ACTIVITY A
Reproduce the part of the report on hedge funds cutting agricultural positions word for word, starting at "However, as in" and stopping after "market moves ahead.".
ACTIVITY B
Pick up the report on speculators pulling out of agricultural commodities after its last sentence, and write what follows.

EXERCISE PASSAGE
^^^^
Soft commodities suffered particular selling among ags as hedge funds - amid the Covid-19 led markets collapse - extended a “general and non-directional” withdrawal from commodities, potentially spurred by margin calls.
Managed money, a proxy for speculators, cut its net long position in futures and options in the top 13 US-traded agricultural commodities by 67,638 contracts in the week to last Tuesday, analysis of data from the Commodity Futures Trading Commission regulator shows.
However, as in the previous period, the relatively modest cut in the net long – considering the 3.4% drop over the week in prices, as measured by the Bcom ag subindex – appeared to reflect a trend of simple retreat from the sector, rather than positioning to profit from market moves ahead.
While open interest – the number of “live” contracts - rose modestly in ags overall, to 7.64m lots, a proxy for fund positions calculated by a simple tally of managed money long and short bets dropped by 177,000 lots to 1.91m contracts, the lowest since August 2017.
The biggest selling among ags was seen in New York cocoa and raw sugar, the contracts in which speculators had the largest net long position - with particular buying in the likes of Chicago corn and soybeans, in which managed money substantially net short.
It was a trend repeated among commodities as a whole during the week, “with all sectors seeing outflows from both long and short positions”, Societe Generale said.
While commodities experienced a “muted” overall bearish move in positioning, of a net $3bn, this disguised a shift of $15bn overall.
“In aggregate, the market saw a large outflow, with $9.0bn of long liquidation and $6.0bn of short covering,” the bank said.
It added that “this general and non-directional closure of money manager positions could be explained by a need for cash to pay margin calls on other derivatives contracts.
“This would imply that most of the unwound positions had a positive value.”
^^^^
SOURCE DATA

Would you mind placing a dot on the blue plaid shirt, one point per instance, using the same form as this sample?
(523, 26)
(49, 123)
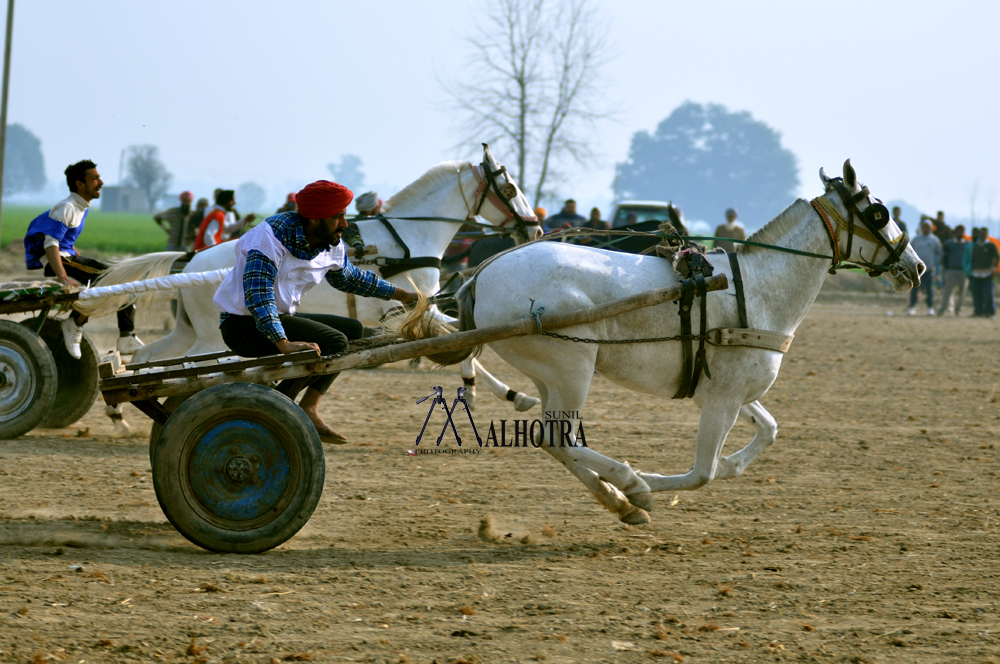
^^^^
TASK OUTPUT A
However, as in the previous period, the relatively modest cut in the net long – considering the 3.4% drop over the week in prices, as measured by the Bcom ag subindex – appeared to reflect a trend of simple retreat from the sector, rather than positioning to profit from market moves ahead.

TASK OUTPUT B
‘Still selling sugar’
With hedge funds having held, among ags, a particularly large net long in New York-traded soft commodities, it was this area which suffered the most selling.
At a net 100,663 lots, the net selldown in the four main softs contracts – arabica coffee, cocoa, cotton and raw sugar - was the second largest on data going back to 2006.
Marex Spectron said that “in the current turmoil the funds are in the process of liquidating positions.
“That means they are buying what they are short of and selling what they are long of.
“So they are certainly still selling sugar.”
More short bets to come?
The question now for the likes of sugar was whether funds would continue selldowns, and open up net short positions, or merely trend towards neutral holdings.
Marex Spectron said that for raw sugar “they are probably unlikely to initiate new short positions”.
While acknowledging that short investors “the momentum is with them… [funds] may want to get out of everything, and/or they may need the profit on their sugar short to pay for losses elsewhere”.
At Commonwealth Bank of Australia, Tobin Gorey said that “we suspect the investor exit still has another week or so to run, but the end is now in sight.
“And with that position unwound, the sugar market will no longer feel the weight of that selling.”
The result will be “a market that becomes more obviously driven by pricing fundamentals, the path of oil prices in particular”.